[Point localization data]

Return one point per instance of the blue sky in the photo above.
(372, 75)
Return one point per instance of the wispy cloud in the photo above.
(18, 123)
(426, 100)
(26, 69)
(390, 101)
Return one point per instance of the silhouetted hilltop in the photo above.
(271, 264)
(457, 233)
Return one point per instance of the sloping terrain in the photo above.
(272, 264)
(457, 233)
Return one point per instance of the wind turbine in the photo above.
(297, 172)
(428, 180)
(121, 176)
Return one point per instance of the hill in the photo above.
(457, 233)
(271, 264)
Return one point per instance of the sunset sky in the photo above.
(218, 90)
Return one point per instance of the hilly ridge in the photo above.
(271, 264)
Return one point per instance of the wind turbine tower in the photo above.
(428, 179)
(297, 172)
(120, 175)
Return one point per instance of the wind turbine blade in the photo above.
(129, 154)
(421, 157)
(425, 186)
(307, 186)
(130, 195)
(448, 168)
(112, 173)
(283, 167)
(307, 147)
...
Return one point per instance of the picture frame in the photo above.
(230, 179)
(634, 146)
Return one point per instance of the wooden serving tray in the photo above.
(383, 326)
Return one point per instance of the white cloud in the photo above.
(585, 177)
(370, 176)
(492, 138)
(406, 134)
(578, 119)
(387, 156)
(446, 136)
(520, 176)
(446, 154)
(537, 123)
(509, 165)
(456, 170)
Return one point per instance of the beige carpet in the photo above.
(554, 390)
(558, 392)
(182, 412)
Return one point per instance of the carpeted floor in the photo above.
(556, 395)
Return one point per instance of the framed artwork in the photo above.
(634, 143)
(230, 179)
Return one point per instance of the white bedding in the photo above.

■ **Aim of the task**: Take exactly the lines from the one containing "Return one point per instance of the carpeted" through the one containing "Return one point per instance of the white bedding" in the data above, and output them with nothing added.

■ **Written response**:
Return one point per instance of the carpeted floor in the photo above.
(556, 395)
Return one point per instance of the framed artwork in the photo above.
(634, 143)
(230, 179)
Return one point per instance of the white bedding in the photo above.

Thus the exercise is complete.